ミステリー文学新人賞の受賞者を紹介する文章を、最後の文の次から書き継ぎなさい。

■ 本文抜粋:
==========

受賞者・優秀作者の紹介

島田荘司選 ばらまち福山ミステリー文学新人賞では,受賞作品は協力出版社から即時出版されることになっています。
また、特別に設けられた優秀作も,随時,協力出版社から出版されています。
ここでは、今までの受賞者・優秀作者のその後の活動等を紹介します。

若月香(わかつきかおり)

広島県福山市生まれ。2004年「いま、会いにゆきます」の映画企画本「ずっと、ずっと、あなたのそばに~澪の物語~」でデビュー。2014年島田荘司選ばらのまち福山ミステリー文学賞優秀作「屋上と、犬と、ぼくたちと」で再デビューを果たす。

第6回優秀作

屋上と、犬と、ぼくたちと

2014年9月 光文社

 ガソリンスタンドでバイトをしている野村修司は、アパートの新聞受けに謎のメモがはさまれていることに気付く。はじめは意味のわからない内容だったが、翌週以降も届くメモを見ると、それは小学校時代に起きた不幸な出来事を指しているようだ。仲間と拾った子犬を内緒で飼っていた秋葉ビルの『屋上の屋上』から、台風の日に仲間の一人、オッタが転落して亡くなったのだ。 バイト先のミステリー好きの店長にメモを見せると、オッタの死に不審を抱き、メモの主を突き止めようと言い出すのだが―。

==========

■ 位置ラベル付けの記録:
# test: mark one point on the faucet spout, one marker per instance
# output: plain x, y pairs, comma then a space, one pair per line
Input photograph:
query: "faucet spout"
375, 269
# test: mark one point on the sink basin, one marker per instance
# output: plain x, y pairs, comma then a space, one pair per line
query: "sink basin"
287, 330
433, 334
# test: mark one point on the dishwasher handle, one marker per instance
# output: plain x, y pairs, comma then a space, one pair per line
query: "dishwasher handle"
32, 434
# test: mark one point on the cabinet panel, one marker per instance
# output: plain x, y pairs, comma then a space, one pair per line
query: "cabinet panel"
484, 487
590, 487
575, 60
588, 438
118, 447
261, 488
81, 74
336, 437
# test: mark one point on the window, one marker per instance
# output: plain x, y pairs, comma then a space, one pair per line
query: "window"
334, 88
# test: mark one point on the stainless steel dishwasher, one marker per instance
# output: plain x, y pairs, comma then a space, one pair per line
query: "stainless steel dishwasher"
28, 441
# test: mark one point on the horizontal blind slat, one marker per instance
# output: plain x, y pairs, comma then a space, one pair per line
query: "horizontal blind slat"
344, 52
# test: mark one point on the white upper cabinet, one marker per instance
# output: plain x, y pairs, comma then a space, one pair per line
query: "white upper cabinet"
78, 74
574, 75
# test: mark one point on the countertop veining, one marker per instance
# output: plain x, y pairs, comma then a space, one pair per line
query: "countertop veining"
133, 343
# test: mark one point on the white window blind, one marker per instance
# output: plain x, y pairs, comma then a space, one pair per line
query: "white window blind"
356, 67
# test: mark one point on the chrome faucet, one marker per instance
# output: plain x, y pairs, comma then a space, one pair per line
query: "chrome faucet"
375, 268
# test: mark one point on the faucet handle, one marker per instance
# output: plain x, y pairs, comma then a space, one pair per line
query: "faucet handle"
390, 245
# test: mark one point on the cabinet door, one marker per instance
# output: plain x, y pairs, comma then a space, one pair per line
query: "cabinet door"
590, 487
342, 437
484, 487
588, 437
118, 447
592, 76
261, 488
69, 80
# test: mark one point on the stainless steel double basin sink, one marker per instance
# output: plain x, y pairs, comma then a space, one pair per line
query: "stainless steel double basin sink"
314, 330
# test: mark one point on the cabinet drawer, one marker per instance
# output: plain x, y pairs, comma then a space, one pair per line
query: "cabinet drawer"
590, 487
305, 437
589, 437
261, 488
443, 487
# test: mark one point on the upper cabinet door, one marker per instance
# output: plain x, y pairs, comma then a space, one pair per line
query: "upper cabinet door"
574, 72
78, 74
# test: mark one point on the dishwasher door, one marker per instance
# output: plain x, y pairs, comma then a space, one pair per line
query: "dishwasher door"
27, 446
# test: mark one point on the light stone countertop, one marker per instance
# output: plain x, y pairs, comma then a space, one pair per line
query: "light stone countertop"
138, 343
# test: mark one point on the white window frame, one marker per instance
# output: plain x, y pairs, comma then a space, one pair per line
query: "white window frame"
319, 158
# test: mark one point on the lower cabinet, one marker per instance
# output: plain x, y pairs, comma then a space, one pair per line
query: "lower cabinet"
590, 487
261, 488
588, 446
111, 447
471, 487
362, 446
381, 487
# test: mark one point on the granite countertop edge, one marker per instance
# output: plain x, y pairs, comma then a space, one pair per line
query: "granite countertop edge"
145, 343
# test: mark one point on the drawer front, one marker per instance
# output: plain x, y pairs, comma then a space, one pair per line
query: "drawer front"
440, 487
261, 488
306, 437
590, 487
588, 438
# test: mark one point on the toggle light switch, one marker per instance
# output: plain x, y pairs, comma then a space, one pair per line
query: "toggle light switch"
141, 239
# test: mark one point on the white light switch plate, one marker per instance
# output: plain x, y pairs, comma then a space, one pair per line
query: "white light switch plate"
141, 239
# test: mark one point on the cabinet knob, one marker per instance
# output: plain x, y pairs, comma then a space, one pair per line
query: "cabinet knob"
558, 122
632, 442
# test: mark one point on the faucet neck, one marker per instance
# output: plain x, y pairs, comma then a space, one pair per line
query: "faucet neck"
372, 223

==========

■ 解答例:
著者よりひとこと

 「島田荘司選 ばらのまち福山ミステリー文学新人賞」発足のニュースを耳にしたときから、生まれも育ちも福山市のわたしは、いつか絶対に応募しよう!と心に決めていました。そして初めてのミステリーというチャレンジでしたが、このような賞をいただき、大変嬉しく、幸せです。島田荘司先生、そして関係者の皆様に心より感謝いたします。 今後も創作と創造をライフワークに、書き続けたいと思います。 本当にありがとうございました!(2014年9月)

近 況

 昨年は久しぶりに島田荘司先生選福山ミステリー文学新人賞の授賞式・出版記念パーティーが開催され、懐かしい友人たちとまた会えて、そして創作について語り合うことができて、とても嬉しかったです。
 書くことは孤独な作業でもあるので、たまにこうやって物語を生み出すことの様々なお話を聞いたり、笑いながら話したり、ときに共感しながら、こんな時間は本当に幸せなことだなぁと——それはコロナの時期を経た後でもあったので、余計に——感じたのでありました。(福ミス事務局の皆さま、ありがとうございました!)
 それに刺激を受けてか、昨年からクローズドサークル(もどき?)なミステリーを書き始めました。
 書くことは、楽しいです。
 書き上がったら、よかったら読んでみてください。
 出版社様、編集者様もよろしかったら、ぜひ。 世界的にあやうい今だから感じることなのかもしれませんが、物語を紡ぐというのは、ほんとうに豊かな時間なのだと痛感するのです。(2025年3月)

著作品一覧

屋上と、犬と、ぼくたちと(2014年9月 光文社)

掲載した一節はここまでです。